*** SUPPLIED PASSAGE Section Begins ***

A Holden 48 215 at the drive-in, seems the typical Australian scene until you realise that the Hoyts drive-in is owned by Twentieth Century Fox using RCA equipment and the Holden was built by General Motors! Love the ventian blind in the rear window, don't see too many of those any more.

Any skeptics that believed the drive-in concept would not be successful in Australia were proved wrong on that very first night. Traffic jams were caused in both directions along Burwood Hwy. The drive-in’s entrance was located along a small suburban side street, McComas Grove, which remained blocked for hours, not just on this first night, but for years afterwards. The exit was on Burwood Hwy just next to a modest illuminated sign. The 652 car positions within the theatre became the hottest tickets in town. A simple stick figure known as the Skyline man or Skyline Sam welcomed patrons at the ticket box, in newspaper ads, general advertising and in the black and white instructional film run at Burwood. This little 60 second film showed customers how to attach the speaker to their car and how to operate it.

Car-hops, the drive-in equivalent of ushers, not only sold tickets in the driveway, they directed cars on the ramps and performed general security duties. Concessions staff attended to customer food orders at the various counters and could be summonsed by a switch on the top of each speaker to deliver food direct to cars. Roaming vendors with pie carts and Coca~Cola coolers also sold food and drinks direct to cars. The food business in drive-ins turned out to be a much larger contributor to the bottom line than at their hardtop cousins. The large crowds at Burwood caused congestion and dust from the large areas of gravel in and around the drive-in. The Country Roads Board raised concerns about the issue, as did the City of Box Hill. Police were placed on point duty on Burwood Hwy. Two sessions per night were run in an effort to satisfy the audience and it was noted at this time that it took 31 minutes to clear a full field of cars. The two sessions simply caused traffic jams twice as often! Many who could not gain admission simply parked on surrounding roads and tried to at least catch a glimpse of the screen. In an effort to placate the residents of houses in McComas Grove that backed onto the drive-in speakers were wired to each house so they could at least enjoy the movie. Burwood saw not only the birth of Australia's first drive-in theatre, but also a new projector. The Super Standard projector, manufactured by Fitton's in Adelaide, made its debut at Burwood in 1954. The serial numbers on the projectors were 100 and 101 and were initially backed by Peerless arcs. Later Ashcraft Super Core-Lite lamphouses were substituted to improve the light on screen. This model of projector, and later the Super 75 made by the same company, was the standard equipment in many drive-ins around Australia due to the association formed by Reg Fitton’s company and RCA. RCA, who offered virtually an entire drive-in equipment package, chose the locally made Super Standard projector to team with the RCA sound gear that included sound heads, speakers, junction boxes and amplifiers. Hoyts and independents utilized this combination until both NTS (Greater Union) and Westrex offered an alternative several years later.

*** SUPPLIED PASSAGE Section Ends ***
*** INFORMATION PROVIDED Section Begins ***

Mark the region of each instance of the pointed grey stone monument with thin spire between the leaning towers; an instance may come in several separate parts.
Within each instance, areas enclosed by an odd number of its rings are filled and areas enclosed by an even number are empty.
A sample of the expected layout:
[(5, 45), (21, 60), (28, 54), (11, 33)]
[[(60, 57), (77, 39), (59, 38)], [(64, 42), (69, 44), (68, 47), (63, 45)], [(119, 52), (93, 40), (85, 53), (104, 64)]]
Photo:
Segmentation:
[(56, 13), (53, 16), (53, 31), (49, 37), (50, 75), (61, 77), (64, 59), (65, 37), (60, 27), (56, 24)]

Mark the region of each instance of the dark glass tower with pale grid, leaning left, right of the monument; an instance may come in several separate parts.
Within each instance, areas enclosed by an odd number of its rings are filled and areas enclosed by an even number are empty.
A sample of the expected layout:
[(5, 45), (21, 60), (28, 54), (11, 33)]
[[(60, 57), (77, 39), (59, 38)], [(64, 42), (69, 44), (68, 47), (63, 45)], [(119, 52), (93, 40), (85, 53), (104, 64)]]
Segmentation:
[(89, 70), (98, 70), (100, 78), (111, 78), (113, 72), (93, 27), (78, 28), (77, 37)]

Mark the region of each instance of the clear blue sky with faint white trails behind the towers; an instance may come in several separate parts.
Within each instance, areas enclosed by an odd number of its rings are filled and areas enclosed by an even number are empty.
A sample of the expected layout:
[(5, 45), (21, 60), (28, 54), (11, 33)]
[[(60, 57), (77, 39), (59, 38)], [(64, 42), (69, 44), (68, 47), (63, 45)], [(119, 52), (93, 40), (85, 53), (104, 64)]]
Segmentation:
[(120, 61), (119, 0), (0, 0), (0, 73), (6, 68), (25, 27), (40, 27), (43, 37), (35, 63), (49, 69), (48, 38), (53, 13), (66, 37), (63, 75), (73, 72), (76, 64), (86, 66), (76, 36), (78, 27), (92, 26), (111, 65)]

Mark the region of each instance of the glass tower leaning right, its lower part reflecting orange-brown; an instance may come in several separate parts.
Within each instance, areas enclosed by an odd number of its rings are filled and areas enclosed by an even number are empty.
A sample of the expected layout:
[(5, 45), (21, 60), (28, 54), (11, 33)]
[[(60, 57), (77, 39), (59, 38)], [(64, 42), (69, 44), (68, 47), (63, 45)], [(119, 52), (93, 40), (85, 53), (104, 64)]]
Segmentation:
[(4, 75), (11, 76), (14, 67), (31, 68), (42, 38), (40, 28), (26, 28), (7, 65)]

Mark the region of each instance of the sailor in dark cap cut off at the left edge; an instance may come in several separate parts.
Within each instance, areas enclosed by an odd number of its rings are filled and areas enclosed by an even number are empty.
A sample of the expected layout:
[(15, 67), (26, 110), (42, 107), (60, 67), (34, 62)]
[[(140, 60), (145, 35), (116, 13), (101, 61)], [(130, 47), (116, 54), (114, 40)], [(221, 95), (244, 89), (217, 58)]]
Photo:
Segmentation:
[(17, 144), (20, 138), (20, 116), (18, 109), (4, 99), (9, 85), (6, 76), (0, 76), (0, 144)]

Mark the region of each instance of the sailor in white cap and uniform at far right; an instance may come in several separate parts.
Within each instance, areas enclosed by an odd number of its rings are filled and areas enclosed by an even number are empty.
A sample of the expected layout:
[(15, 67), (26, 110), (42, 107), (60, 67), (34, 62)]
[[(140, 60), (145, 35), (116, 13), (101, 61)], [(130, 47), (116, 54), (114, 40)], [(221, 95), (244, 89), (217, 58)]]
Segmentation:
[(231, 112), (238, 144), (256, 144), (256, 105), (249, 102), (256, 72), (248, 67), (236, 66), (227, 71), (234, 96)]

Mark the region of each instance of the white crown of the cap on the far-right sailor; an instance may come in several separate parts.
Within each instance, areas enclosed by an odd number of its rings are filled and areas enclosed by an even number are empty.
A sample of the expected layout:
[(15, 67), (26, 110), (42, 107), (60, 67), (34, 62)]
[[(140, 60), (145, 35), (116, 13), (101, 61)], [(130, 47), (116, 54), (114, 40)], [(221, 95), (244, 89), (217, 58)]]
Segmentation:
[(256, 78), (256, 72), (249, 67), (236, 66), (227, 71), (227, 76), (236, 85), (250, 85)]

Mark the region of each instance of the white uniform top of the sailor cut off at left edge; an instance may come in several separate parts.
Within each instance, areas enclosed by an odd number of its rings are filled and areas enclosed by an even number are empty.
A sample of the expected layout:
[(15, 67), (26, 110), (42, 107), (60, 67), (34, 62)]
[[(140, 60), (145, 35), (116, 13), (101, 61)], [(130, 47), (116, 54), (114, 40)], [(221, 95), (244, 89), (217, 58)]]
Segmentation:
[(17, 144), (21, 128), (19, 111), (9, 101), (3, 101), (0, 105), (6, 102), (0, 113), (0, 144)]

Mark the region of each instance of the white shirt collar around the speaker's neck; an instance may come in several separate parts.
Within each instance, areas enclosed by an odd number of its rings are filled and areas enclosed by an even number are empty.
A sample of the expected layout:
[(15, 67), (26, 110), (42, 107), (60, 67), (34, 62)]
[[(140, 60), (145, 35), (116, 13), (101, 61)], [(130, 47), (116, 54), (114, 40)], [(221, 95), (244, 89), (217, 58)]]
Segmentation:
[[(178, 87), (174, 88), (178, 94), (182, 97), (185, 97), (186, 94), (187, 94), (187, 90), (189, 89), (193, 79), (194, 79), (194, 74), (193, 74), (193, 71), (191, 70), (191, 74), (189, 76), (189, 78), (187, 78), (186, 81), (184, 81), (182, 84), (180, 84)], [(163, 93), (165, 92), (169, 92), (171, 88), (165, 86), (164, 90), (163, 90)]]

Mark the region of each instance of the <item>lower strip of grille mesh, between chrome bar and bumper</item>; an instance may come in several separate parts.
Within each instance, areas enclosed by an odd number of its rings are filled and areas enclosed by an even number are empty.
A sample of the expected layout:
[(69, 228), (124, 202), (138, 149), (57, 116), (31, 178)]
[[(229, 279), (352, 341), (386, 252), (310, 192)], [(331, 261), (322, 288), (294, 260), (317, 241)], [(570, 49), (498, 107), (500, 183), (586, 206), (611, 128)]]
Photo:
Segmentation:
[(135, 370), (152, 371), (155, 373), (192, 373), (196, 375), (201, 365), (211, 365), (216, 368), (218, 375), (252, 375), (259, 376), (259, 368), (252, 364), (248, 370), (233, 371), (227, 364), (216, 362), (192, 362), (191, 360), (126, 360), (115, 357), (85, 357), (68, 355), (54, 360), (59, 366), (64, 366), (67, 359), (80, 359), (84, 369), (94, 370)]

*** INFORMATION PROVIDED Section Ends ***
*** INFORMATION PROVIDED Section Begins ***

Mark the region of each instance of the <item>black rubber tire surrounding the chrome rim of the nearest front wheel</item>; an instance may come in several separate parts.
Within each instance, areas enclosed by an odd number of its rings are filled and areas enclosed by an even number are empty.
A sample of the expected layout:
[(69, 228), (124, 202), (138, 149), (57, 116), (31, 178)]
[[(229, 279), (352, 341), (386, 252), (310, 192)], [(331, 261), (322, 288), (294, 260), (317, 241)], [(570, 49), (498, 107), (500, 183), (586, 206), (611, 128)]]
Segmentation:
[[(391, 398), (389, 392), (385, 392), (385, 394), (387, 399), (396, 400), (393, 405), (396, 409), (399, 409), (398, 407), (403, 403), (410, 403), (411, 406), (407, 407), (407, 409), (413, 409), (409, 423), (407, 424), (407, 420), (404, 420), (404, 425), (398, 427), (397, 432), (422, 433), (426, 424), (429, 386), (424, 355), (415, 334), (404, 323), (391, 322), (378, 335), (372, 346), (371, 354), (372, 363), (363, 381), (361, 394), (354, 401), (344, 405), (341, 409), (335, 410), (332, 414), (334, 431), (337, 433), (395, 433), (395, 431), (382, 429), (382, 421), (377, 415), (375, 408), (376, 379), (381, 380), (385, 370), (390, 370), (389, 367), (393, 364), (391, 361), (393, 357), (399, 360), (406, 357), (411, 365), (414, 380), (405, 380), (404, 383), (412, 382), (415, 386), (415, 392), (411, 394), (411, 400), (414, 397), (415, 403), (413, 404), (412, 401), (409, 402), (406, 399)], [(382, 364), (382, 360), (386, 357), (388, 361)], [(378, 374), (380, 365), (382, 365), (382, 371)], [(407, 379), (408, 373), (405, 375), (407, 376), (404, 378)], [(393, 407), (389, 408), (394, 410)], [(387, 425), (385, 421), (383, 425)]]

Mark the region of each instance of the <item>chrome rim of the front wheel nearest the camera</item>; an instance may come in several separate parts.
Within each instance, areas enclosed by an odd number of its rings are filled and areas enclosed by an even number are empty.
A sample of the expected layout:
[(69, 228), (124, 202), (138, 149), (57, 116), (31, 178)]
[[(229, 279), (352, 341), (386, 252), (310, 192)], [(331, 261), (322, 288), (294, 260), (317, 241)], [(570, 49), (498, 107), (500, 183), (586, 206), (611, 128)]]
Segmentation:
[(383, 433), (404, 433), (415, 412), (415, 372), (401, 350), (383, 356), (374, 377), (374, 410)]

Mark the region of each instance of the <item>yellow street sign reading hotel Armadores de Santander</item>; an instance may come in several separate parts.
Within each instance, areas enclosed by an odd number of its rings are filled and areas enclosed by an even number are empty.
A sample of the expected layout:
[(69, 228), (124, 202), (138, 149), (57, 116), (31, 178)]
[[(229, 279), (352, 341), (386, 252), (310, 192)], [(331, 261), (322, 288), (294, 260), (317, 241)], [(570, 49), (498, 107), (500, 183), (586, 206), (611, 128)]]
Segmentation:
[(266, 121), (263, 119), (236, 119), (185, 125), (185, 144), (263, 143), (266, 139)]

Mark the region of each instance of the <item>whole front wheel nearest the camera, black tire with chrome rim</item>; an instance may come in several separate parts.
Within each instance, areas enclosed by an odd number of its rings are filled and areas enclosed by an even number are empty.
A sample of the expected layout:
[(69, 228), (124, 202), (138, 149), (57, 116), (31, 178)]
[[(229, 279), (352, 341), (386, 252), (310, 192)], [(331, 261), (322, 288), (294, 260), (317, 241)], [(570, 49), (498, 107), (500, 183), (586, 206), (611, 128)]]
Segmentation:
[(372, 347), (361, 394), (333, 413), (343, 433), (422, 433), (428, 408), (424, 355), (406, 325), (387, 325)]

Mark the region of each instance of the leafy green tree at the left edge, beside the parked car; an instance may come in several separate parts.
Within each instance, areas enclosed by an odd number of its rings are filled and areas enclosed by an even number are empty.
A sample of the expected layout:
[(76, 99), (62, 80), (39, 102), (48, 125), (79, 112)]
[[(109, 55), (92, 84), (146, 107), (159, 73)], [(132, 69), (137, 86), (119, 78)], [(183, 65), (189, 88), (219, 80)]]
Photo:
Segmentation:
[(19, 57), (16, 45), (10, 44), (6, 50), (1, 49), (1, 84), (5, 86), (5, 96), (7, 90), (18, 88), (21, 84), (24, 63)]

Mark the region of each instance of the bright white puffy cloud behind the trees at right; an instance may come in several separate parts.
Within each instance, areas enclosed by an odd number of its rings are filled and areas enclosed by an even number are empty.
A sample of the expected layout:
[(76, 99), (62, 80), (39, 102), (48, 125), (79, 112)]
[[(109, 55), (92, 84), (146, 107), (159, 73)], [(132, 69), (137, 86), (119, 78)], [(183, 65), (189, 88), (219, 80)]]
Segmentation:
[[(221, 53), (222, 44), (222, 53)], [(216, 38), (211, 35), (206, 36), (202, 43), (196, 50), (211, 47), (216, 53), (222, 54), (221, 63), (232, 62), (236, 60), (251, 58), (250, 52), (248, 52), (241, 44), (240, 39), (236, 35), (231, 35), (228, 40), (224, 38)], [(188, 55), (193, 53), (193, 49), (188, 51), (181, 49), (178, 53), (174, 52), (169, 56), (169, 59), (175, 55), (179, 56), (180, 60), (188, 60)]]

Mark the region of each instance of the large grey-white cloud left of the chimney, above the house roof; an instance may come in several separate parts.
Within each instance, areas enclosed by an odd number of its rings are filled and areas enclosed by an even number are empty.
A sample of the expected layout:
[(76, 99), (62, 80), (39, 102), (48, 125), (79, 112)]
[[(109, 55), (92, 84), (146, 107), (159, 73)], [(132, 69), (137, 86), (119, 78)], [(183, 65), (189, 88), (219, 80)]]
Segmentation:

*** INFORMATION PROVIDED Section Ends ***
*** INFORMATION PROVIDED Section Begins ***

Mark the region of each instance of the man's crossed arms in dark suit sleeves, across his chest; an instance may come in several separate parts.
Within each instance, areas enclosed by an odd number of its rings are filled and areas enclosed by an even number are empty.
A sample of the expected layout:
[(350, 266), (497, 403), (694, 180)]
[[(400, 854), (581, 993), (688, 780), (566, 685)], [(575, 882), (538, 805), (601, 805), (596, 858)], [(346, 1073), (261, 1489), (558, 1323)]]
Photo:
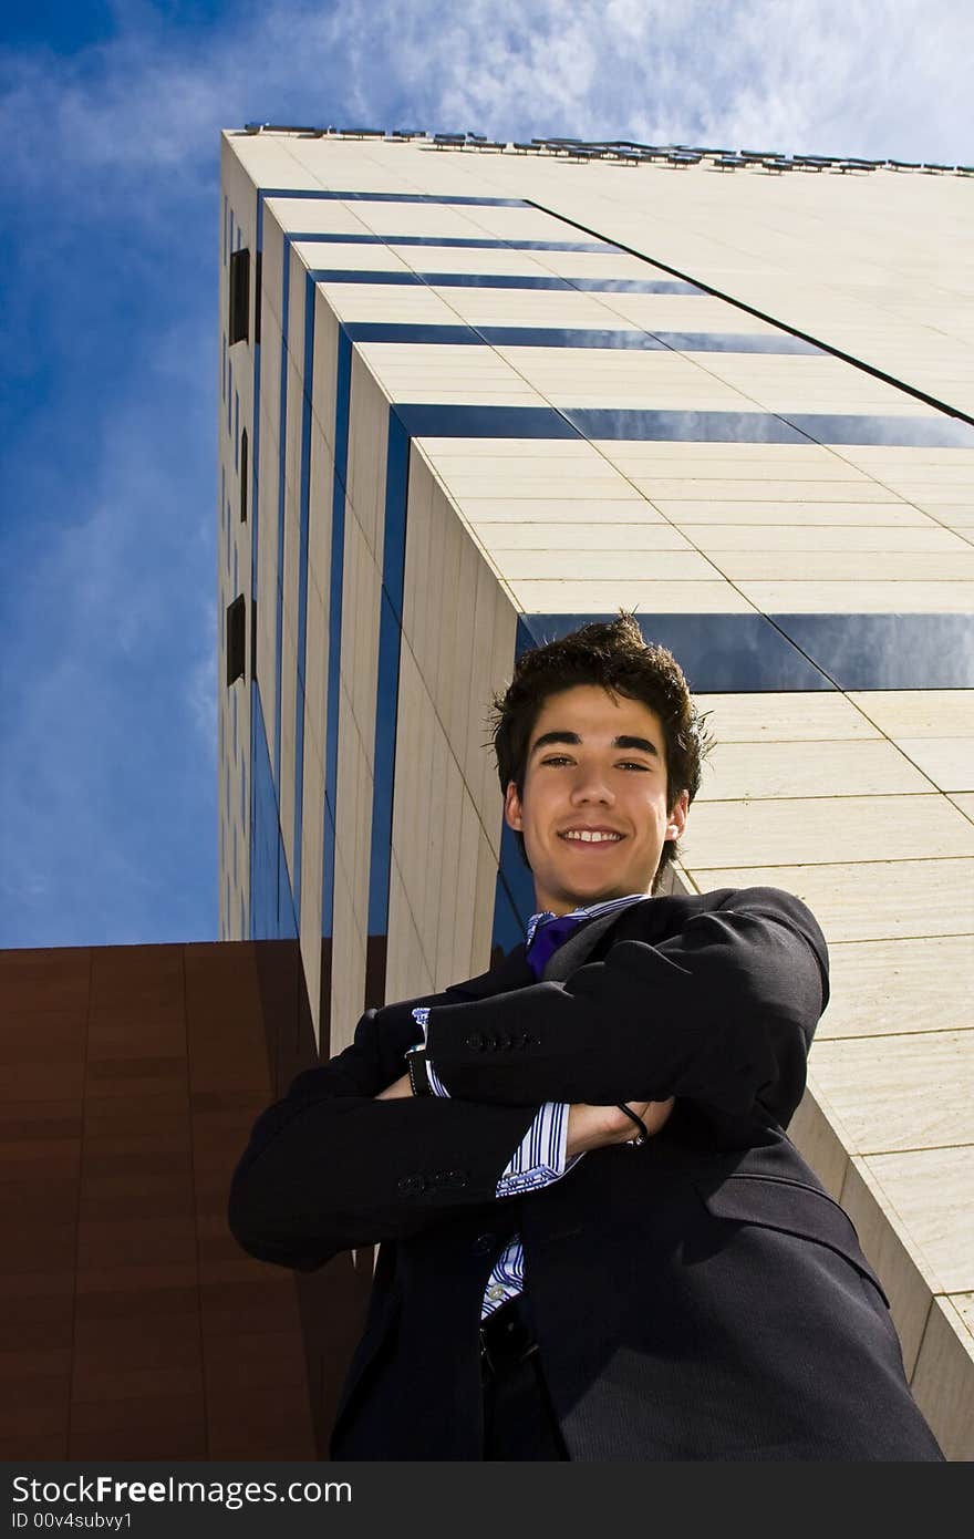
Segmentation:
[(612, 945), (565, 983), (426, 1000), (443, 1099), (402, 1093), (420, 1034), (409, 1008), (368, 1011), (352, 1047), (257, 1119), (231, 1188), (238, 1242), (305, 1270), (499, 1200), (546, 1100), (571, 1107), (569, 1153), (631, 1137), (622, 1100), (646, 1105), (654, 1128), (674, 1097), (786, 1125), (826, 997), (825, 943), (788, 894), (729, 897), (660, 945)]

*** INFORMATION PROVIDED Section Ends ***

PROBLEM DESCRIPTION:
Continue the passage about Australia's first drive-in at Burwood, picking up after its last sentence. The stored data lines are separate material, unrelated to the drive-in passage.

RESULT OF THE EXERCISE:
All early Hoyts drive-in diners had jukeboxes. They were originally made to play 78 rpm records but were later converted to play 45's. They were made in Brunswick. The jukes were gone by the 1970's only to be replaced by pinball machines in 1976. Most Hoyts drive-ins had 3 pinball machines.

Hoyts, upon seeing the enormous profits to be made with drive-ins, bought out George Griffith and his partners. Drive-ins in Perth, Adelaide, Geelong and other centres followed within months of Burwood. Skyline quickly expanded into a circuit with the construction of drive-ins at Preston, Oakleigh and Broadmeadows in an attempt to corner the Melbourne market. Despite this, over the next few years Village, MGM and various independents followed with drive-ins at Croydon, Dandenong, Rowville, Essendon, Clayton, and Maribyrnong. Regardless of this extra competition, shortly after opening Burwood was expanded. The drive-in could now accommodate over 700 cars. The screen was extended with new material to widen it to cinemascope width around 18 months after opening. The snack bar was enlarged, a chicken and fish bar was built behind the main snack bar, a walk-in was added for 51 patrons and a motor driven merry-go-round was a thrilling addition to the playground beneath the screen. Earlier a steak house had been constructed on a small man made lake at the front left of the drive-in. A western themed BBQ area decorated with cacti and wagon wheels became a feature of Burwood at this time. Side shielding panels were added to the screen to block distracting lights from the houses and streets behind. On the Burwood Hwy frontage a miniature replica Mobil service station was built that housed Victa mini go-karts. Safe driving instruction was given to kids who drove around and even stopped at traffic lights installed as part of the attraction.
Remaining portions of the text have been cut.